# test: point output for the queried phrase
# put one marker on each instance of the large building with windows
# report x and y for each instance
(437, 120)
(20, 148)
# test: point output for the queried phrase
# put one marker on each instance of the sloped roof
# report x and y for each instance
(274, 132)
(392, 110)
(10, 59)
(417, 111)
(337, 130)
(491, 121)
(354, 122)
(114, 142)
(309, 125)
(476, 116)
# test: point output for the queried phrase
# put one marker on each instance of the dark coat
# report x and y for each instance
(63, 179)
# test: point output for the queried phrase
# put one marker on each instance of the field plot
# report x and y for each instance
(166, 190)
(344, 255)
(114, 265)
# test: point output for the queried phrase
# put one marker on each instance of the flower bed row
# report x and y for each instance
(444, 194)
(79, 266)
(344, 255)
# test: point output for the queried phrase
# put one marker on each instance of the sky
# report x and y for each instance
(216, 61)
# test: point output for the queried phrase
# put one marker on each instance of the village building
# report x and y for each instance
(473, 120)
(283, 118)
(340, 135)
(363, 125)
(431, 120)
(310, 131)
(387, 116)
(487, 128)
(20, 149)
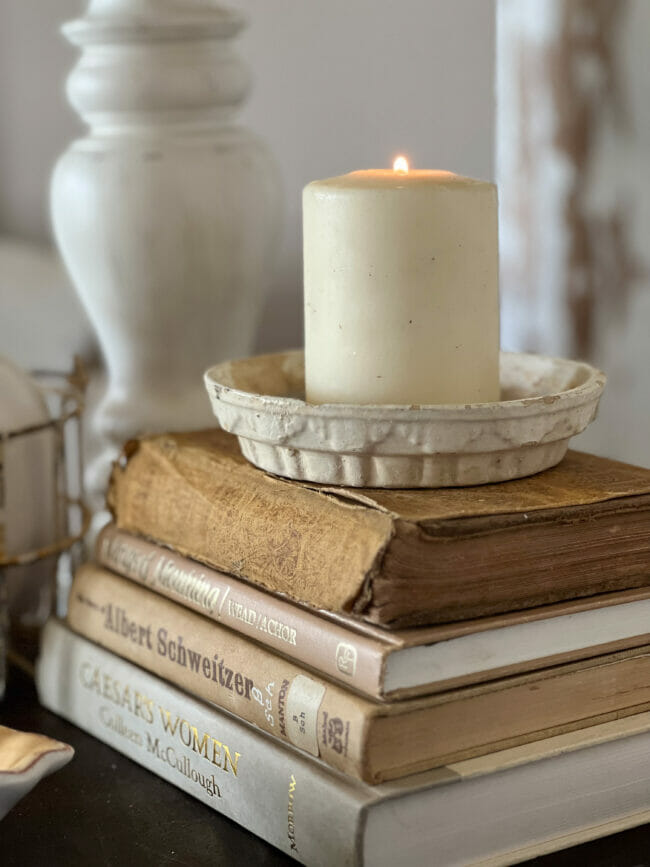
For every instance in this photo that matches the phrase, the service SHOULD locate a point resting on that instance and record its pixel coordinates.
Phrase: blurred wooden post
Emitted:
(573, 153)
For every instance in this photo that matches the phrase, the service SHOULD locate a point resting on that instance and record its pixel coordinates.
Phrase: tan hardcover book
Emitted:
(370, 740)
(393, 557)
(382, 663)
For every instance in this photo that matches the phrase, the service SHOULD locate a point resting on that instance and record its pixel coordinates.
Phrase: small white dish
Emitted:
(545, 401)
(25, 758)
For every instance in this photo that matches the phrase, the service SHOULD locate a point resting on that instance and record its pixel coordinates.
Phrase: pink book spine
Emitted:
(355, 660)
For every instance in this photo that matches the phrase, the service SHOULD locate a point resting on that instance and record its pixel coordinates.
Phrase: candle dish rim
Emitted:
(584, 392)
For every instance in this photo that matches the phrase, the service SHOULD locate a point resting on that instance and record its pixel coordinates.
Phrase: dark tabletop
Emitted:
(102, 809)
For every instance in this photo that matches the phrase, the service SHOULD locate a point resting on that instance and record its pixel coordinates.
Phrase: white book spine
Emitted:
(311, 813)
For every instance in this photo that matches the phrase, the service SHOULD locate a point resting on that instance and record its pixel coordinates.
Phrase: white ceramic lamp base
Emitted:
(544, 402)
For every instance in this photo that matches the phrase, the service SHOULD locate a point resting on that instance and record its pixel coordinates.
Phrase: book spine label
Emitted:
(221, 666)
(354, 660)
(294, 804)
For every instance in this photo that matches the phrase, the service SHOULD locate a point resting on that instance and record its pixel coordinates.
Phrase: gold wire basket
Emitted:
(64, 395)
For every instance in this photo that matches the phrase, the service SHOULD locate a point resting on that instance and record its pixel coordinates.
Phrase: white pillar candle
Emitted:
(401, 289)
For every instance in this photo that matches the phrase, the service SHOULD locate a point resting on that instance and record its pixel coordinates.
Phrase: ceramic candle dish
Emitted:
(544, 402)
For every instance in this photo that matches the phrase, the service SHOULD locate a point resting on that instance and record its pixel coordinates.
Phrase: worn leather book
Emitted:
(494, 811)
(392, 557)
(387, 663)
(373, 741)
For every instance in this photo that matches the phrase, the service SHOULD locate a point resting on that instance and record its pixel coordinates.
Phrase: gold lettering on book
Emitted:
(192, 585)
(291, 819)
(122, 695)
(183, 765)
(126, 698)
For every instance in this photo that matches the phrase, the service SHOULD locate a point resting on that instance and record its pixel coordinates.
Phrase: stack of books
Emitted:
(371, 676)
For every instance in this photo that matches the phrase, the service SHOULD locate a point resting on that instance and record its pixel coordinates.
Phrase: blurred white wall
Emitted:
(337, 86)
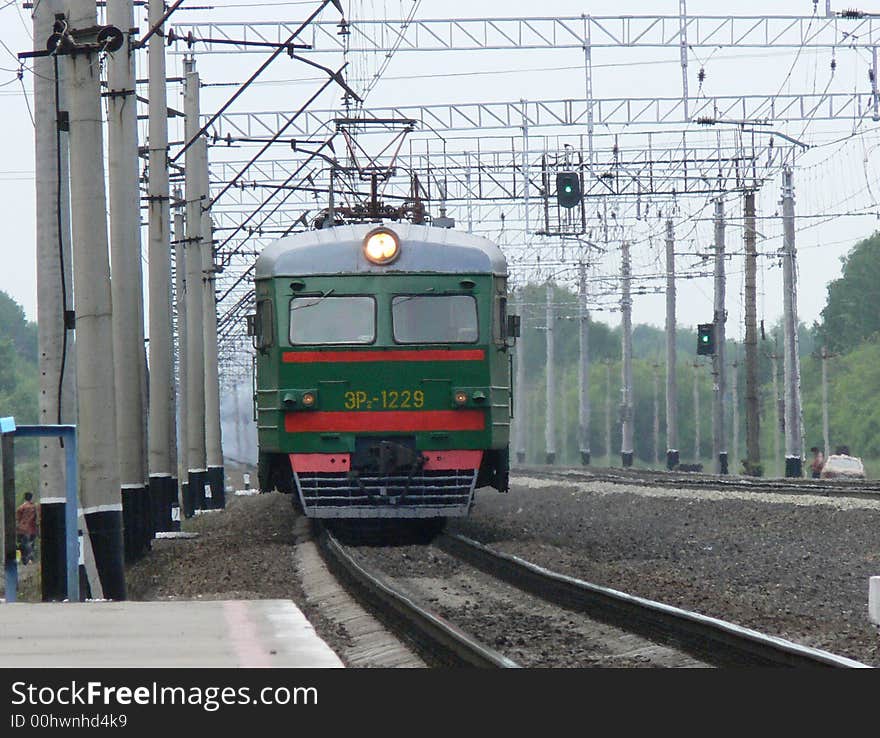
◇ ◇ ◇
## Task prompt:
List each line of the material above that contains the string "building", counting a line only when the letter case matches.

## Solution:
# put one marker on each instance of the large building with windows
# put one marker on each instance of the village building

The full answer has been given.